THE TASK: Copy out the lines from the line with "Annotate the wooden" through the line with "(1120, 343)", requests included, and shift every coordinate in the answers by -26.

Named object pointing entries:

-- begin --

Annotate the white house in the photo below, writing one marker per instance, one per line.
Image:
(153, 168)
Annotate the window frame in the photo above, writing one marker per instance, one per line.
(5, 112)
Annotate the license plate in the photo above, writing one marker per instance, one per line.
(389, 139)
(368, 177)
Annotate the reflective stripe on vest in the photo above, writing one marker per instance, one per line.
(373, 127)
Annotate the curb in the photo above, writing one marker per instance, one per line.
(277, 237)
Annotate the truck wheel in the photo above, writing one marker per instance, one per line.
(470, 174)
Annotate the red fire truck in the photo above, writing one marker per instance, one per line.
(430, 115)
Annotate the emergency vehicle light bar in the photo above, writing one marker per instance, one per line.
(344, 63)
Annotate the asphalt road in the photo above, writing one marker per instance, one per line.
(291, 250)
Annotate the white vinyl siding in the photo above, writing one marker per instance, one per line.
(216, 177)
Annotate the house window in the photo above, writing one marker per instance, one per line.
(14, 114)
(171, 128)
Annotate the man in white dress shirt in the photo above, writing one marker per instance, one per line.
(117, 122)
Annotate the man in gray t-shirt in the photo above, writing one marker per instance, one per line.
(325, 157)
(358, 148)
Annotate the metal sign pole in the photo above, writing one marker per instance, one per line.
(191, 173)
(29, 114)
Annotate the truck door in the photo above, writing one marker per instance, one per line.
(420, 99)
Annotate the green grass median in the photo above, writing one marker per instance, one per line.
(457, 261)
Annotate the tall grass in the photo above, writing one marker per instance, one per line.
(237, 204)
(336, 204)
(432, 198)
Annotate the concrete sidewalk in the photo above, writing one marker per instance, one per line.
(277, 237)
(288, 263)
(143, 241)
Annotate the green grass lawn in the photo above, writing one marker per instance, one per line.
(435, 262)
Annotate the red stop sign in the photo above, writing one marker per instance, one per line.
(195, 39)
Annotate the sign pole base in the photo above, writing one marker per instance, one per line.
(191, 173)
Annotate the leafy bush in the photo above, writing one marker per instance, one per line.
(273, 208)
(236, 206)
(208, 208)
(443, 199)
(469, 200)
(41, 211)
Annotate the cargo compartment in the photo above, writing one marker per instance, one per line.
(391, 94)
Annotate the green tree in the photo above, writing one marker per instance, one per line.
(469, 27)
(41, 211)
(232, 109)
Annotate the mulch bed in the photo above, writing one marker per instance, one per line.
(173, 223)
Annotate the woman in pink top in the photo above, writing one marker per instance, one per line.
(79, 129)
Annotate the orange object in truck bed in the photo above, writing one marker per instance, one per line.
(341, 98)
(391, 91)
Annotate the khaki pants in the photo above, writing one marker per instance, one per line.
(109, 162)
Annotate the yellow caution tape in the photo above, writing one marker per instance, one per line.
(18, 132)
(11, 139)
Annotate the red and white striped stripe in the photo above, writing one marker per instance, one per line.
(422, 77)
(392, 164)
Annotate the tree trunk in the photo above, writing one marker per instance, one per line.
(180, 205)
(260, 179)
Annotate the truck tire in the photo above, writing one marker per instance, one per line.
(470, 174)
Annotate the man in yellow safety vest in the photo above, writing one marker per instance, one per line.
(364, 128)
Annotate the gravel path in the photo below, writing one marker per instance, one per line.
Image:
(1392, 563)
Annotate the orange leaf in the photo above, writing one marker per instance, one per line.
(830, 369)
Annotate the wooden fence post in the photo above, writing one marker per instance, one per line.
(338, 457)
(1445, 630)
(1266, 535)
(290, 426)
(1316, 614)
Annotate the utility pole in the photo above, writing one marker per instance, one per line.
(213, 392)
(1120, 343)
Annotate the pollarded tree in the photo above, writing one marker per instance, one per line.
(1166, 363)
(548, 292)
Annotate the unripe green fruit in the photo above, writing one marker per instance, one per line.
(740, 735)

-- end --

THE SOLUTION:
Annotate the wooden fence post in the photo above, writing one marker per instance, one per line.
(312, 431)
(1419, 604)
(1240, 509)
(264, 400)
(1290, 588)
Annotate the utility pole in the photo above, writing one marker per instance, one per line.
(187, 366)
(1094, 317)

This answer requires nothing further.